begin
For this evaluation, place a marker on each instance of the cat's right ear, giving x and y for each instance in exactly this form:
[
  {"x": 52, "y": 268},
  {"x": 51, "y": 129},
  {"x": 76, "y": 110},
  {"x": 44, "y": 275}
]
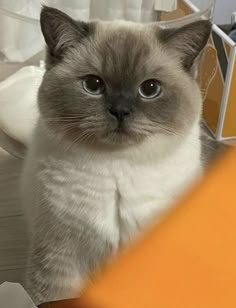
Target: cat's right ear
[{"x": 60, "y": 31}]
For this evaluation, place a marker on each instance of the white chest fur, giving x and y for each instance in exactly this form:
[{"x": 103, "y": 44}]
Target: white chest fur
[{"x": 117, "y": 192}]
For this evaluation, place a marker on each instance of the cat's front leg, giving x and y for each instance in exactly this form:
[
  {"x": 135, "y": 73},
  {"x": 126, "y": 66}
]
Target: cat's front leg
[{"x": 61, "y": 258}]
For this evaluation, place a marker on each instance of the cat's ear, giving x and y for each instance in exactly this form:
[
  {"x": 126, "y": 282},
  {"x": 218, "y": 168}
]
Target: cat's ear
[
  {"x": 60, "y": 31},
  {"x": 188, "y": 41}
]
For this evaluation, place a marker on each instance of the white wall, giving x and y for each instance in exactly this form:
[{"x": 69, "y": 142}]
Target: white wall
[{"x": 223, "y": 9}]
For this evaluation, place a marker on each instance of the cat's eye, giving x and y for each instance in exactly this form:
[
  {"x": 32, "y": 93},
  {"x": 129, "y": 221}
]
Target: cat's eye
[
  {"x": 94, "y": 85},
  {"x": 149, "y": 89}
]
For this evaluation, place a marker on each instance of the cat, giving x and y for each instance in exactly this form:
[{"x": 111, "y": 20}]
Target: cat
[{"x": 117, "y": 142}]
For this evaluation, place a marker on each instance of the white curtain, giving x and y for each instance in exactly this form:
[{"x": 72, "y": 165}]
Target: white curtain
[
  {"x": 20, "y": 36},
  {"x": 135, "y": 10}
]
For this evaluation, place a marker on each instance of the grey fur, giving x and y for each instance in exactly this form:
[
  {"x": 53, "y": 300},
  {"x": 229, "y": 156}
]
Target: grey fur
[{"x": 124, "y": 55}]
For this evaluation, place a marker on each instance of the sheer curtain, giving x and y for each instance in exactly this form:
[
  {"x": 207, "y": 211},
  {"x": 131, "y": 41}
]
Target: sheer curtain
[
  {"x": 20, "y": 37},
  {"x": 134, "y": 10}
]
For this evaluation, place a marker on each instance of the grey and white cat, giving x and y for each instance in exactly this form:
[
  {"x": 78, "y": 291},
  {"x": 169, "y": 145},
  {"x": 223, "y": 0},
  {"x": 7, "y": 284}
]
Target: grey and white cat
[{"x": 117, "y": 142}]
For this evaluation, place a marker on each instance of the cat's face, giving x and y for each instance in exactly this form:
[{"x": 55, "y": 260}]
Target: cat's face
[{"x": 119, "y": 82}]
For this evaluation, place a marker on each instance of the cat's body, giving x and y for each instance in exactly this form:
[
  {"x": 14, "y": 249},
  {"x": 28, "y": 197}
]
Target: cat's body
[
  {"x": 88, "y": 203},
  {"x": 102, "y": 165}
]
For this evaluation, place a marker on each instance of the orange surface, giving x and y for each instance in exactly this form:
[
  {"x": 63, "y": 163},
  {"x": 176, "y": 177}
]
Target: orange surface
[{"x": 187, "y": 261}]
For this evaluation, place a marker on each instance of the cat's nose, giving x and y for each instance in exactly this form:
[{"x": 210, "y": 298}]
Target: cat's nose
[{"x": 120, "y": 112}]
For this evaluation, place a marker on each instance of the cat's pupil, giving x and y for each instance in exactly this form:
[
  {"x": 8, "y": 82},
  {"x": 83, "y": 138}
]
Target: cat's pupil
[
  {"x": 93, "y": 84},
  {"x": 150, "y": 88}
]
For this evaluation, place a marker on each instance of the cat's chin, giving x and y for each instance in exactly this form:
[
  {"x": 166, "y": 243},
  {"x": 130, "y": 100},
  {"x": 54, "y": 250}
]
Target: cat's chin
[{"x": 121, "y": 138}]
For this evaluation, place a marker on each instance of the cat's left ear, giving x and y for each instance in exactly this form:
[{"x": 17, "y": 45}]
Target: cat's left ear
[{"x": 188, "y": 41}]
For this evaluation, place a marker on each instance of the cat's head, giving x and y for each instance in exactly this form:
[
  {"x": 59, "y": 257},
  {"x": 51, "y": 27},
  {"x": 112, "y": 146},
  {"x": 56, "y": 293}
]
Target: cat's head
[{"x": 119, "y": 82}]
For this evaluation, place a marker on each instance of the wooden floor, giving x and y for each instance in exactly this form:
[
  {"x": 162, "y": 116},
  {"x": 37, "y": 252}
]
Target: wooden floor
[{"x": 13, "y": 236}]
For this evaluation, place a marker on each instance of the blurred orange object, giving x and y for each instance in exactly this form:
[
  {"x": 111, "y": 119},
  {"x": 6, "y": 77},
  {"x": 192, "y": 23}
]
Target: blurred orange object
end
▶ _PROBLEM STATEMENT_: Revise the listing above by changing every occurrence of "evaluation" to "assessment" and leaving everything else unchanged. Omit the pictures from your revised version.

▶ _EXERCISE OUTPUT_:
For this assessment, place a marker on each instance of the cat's right ear, giving x and y for each instance in exactly this form:
[
  {"x": 52, "y": 268},
  {"x": 51, "y": 129},
  {"x": 76, "y": 110},
  {"x": 44, "y": 275}
]
Target: cat's right ear
[{"x": 60, "y": 31}]
For this assessment, place a marker on each instance of the white chest fur, giving x and y for each instance in exactly this form:
[{"x": 103, "y": 44}]
Target: white chest fur
[{"x": 117, "y": 192}]
For this assessment, place a marker on each instance of the cat's front leg, giving x and y for each instance in exactly this form:
[
  {"x": 135, "y": 73},
  {"x": 126, "y": 66}
]
Target: cat's front leg
[{"x": 61, "y": 258}]
For this assessment, place a marker on each instance of the cat's ear, giving x and y for each instance in exactly this form:
[
  {"x": 126, "y": 282},
  {"x": 218, "y": 168}
]
Target: cat's ear
[
  {"x": 60, "y": 31},
  {"x": 188, "y": 41}
]
For this assessment, place a marker on each instance of the white wall, giving x and y for each instance in exactly this form:
[{"x": 69, "y": 142}]
Target: white wall
[{"x": 223, "y": 9}]
For this assessment, place a marker on each instance of the cat's eye, giving x and y for each instance in exactly this form:
[
  {"x": 32, "y": 93},
  {"x": 129, "y": 221}
]
Target: cat's eye
[
  {"x": 94, "y": 85},
  {"x": 149, "y": 89}
]
For this assessment, place a marker on each instance of the cat, giving x and y for each instance in exactly this form:
[{"x": 111, "y": 20}]
Target: cat
[{"x": 117, "y": 142}]
For this assessment, place a marker on each instance of the white curtain, giving x and y for each instance in exactly this form:
[{"x": 72, "y": 165}]
Target: white curtain
[
  {"x": 20, "y": 36},
  {"x": 135, "y": 10}
]
For this assessment, place a marker on each instance of the grey fur, giving x and y for each instance in exactly this form:
[
  {"x": 53, "y": 300},
  {"x": 229, "y": 156}
]
Target: grey fur
[{"x": 124, "y": 55}]
For this assessment, place a marker on each instance of the sheer curtain, giving x and y for each instance in exactly this form:
[
  {"x": 207, "y": 211},
  {"x": 131, "y": 41}
]
Target: sheer curtain
[
  {"x": 20, "y": 37},
  {"x": 134, "y": 10}
]
For this assessment, place a marker on each instance of the grey and white cat, giving x and y for each instance in exactly this form:
[
  {"x": 78, "y": 291},
  {"x": 169, "y": 145},
  {"x": 223, "y": 0},
  {"x": 7, "y": 284}
]
Target: grey and white cat
[{"x": 117, "y": 142}]
For this assessment, place a marker on each instance of the cat's face, giving x and y for each instance in exactly this form:
[{"x": 55, "y": 260}]
Target: cat's face
[{"x": 119, "y": 82}]
For this assessment, place a marker on each instance of the cat's body, giving x and y for each instance in exactly this form:
[
  {"x": 14, "y": 249},
  {"x": 28, "y": 197}
]
Target: cat's body
[
  {"x": 88, "y": 203},
  {"x": 102, "y": 165}
]
For this assessment, place a marker on each instance of the orange surface, giving x and y for each instance in exactly this form:
[
  {"x": 63, "y": 163},
  {"x": 176, "y": 177}
]
Target: orange surface
[{"x": 187, "y": 261}]
For this assessment, place a marker on each instance of the cat's nose, giving x and y for each instance in exactly this form:
[{"x": 210, "y": 298}]
Target: cat's nose
[{"x": 120, "y": 112}]
For this assessment, place a marker on each instance of the cat's pupil, giving x and y for each instance in exactly this form:
[
  {"x": 8, "y": 82},
  {"x": 83, "y": 138}
]
Target: cat's pupil
[
  {"x": 93, "y": 84},
  {"x": 150, "y": 88}
]
For this assessment, place a marker on each instance of the cat's chin, giving x and y for each instance in exactly this form:
[
  {"x": 166, "y": 243},
  {"x": 130, "y": 100},
  {"x": 54, "y": 250}
]
Target: cat's chin
[{"x": 121, "y": 138}]
For this assessment, place a marker on each instance of the cat's left ear, giving x and y for each instance in exactly this form:
[{"x": 17, "y": 45}]
Target: cat's left ear
[{"x": 188, "y": 41}]
For this assessment, place a marker on each instance of the cat's head, giving x and y for each instance in exactly this form:
[
  {"x": 59, "y": 257},
  {"x": 51, "y": 27},
  {"x": 112, "y": 146},
  {"x": 56, "y": 293}
]
Target: cat's head
[{"x": 119, "y": 82}]
For this assessment, place a marker on each instance of the wooden floor, giving x and y for each instance in exactly this form:
[
  {"x": 162, "y": 116},
  {"x": 37, "y": 252}
]
Target: wooden floor
[{"x": 13, "y": 236}]
For this assessment, place a marker on each instance of the blurred orange object, giving x and y for each instance in exactly this form:
[
  {"x": 111, "y": 119},
  {"x": 6, "y": 77},
  {"x": 192, "y": 23}
]
Target: blurred orange object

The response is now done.